**Exercise brief**:
In the material below, reproduce word for word the lines starting at the one containing "head for disaster-response mapping." and ending at the one containing "[163,158,262,247]", with both of those lines included.

**Supplied data**:
★ ★ ★ ★

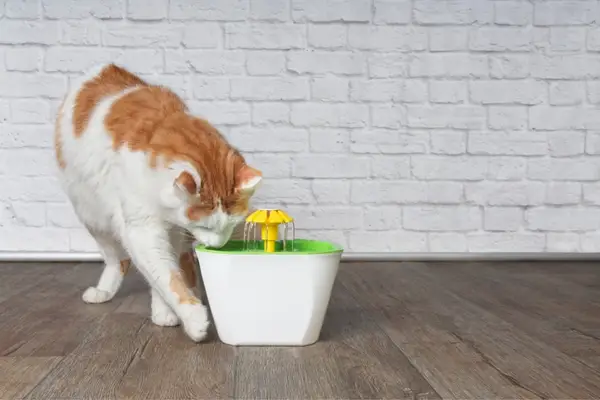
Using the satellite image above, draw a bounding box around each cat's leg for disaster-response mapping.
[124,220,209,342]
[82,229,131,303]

★ ★ ★ ★

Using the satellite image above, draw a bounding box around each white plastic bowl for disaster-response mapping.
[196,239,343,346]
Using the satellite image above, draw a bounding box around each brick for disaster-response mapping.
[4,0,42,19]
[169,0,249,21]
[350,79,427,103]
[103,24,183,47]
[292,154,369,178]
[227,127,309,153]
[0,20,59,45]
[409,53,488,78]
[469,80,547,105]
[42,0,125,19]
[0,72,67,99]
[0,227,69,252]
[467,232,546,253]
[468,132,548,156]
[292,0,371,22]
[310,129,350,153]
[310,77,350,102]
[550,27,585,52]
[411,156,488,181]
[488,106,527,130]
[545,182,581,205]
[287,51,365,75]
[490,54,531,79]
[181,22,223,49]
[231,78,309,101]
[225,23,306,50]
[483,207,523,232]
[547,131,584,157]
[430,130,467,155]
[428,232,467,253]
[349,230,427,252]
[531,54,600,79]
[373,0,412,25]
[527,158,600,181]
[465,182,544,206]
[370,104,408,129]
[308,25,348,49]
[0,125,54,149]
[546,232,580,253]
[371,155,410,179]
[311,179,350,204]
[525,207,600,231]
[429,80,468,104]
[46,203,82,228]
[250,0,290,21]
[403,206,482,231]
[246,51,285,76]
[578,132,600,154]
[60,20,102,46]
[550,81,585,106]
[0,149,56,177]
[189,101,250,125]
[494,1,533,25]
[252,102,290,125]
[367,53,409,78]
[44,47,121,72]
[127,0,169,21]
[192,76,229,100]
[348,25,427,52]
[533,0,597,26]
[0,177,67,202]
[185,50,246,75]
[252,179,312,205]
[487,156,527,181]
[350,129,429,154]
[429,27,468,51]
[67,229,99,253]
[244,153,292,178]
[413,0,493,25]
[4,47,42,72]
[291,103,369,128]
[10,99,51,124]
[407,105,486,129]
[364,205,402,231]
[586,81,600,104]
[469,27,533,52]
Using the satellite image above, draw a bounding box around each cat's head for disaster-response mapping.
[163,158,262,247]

★ ★ ★ ★

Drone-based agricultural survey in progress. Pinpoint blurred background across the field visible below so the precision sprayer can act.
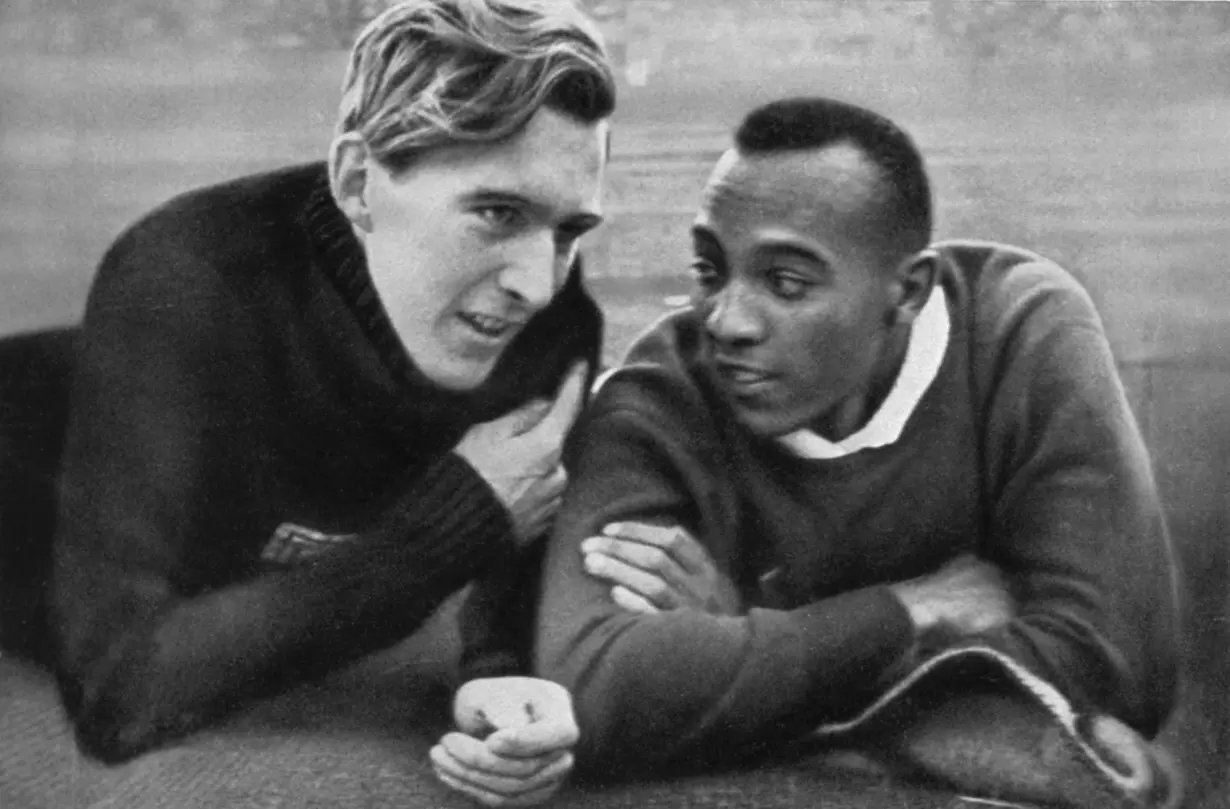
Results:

★ ★ ★ ★

**Task result**:
Using the satellite image above, draw a bounding box around each cat's head for disaster-response mapping.
[163,158,262,247]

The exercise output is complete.